(Beginning of Dataset extract)

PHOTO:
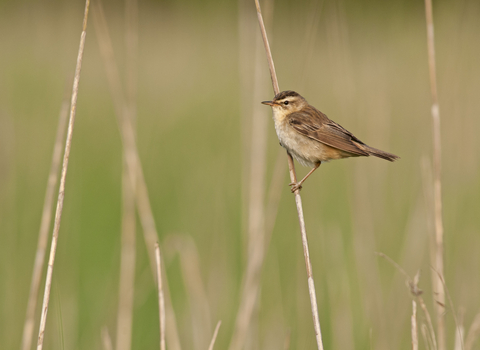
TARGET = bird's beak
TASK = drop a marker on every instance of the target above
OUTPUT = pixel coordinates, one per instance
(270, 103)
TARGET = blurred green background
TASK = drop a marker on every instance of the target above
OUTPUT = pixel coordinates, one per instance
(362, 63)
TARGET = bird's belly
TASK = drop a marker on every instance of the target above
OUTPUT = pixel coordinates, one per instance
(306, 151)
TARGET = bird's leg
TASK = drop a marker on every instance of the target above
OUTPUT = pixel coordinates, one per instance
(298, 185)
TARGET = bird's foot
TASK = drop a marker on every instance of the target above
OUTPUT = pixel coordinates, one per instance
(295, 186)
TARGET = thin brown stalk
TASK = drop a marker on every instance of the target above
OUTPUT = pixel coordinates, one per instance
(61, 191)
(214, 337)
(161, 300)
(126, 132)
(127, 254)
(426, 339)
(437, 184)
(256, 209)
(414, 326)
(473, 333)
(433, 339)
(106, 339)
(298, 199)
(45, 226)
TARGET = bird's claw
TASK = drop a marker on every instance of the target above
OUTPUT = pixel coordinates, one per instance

(End of Dataset extract)
(Beginning of Dataset extract)

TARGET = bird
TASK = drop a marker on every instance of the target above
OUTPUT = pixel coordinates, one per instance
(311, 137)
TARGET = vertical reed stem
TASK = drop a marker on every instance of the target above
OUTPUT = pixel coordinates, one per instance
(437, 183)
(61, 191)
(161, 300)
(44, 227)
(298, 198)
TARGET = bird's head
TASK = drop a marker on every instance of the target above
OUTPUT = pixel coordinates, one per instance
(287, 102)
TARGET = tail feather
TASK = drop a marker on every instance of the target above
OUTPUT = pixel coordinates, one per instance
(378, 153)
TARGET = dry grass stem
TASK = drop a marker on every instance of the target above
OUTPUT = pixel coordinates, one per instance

(End of Dataset extract)

Go through the listing above and copy each line where the string "stem" appears.

TARGET = vertical reed stem
TARGET = dry grass stem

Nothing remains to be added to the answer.